*REQUIRED TASK:* According to the AECI earnings article below, what drove the company's record results for the year ended December 2017? Answer in one to three sentences.

*TEXT EXCERPT:*

AECI CEO Mark Dytor. Picture: MARTIN RHODES
AECI CEO Mark Dytor. Picture: MARTIN RHODES

AECI has mainly shrugged off drought and SA’s disastrous mining impasse to deliver a “more than pleasing” result for the year ended December 2017.

The mining and agricultural chemicals group reported a 17% jump in headline earnings per share, its highest ever. This was helped by a strong fourth quarter. Profit from operations leapt 18% to R1.58bn as earnings before interest, tax, depreciation and amortisation grew 11% to R2.2bn. Profit for the year soared 21% to R983m from R812m in 2016.

This comes from recovery in global resources, the company’s greater diversification and disciplined cost control. But drought in the Western Cape is still hitting exports of stone fruits and vegetables that are grown using AECI agrichemical products.

Aslam Dalvi, associate portfolio manager at Kagiso Asset Management, said the results were good, particularly in the second half of the year.

“While mining solutions was the stand-out performer, the company also delivered credible performances across the other chemical divisions. This … was delivered notwithstanding the negative impact of the drought on the agriculture division, a stronger exchange rate towards the latter part of 2017 and weakness in the South African manufacturing sector.”

The share price fell 1.77% near the market close on Tuesday. Dalvi said that going forward, AECI should benefit from a more favourable operating environment, particularly in mining.

“Improving business confidence is another positive indicator for the company, to the extent that this confidence leads to investment across South African manufacturing,” he said.

*Extracted records:*
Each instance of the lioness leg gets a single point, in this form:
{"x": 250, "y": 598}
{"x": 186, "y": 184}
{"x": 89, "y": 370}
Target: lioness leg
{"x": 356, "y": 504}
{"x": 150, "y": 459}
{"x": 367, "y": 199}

*COMPLETE ANSWER:* The article credits the result to a recovery in global resources, the company's greater diversification and disciplined cost control. A strong fourth quarter also helped.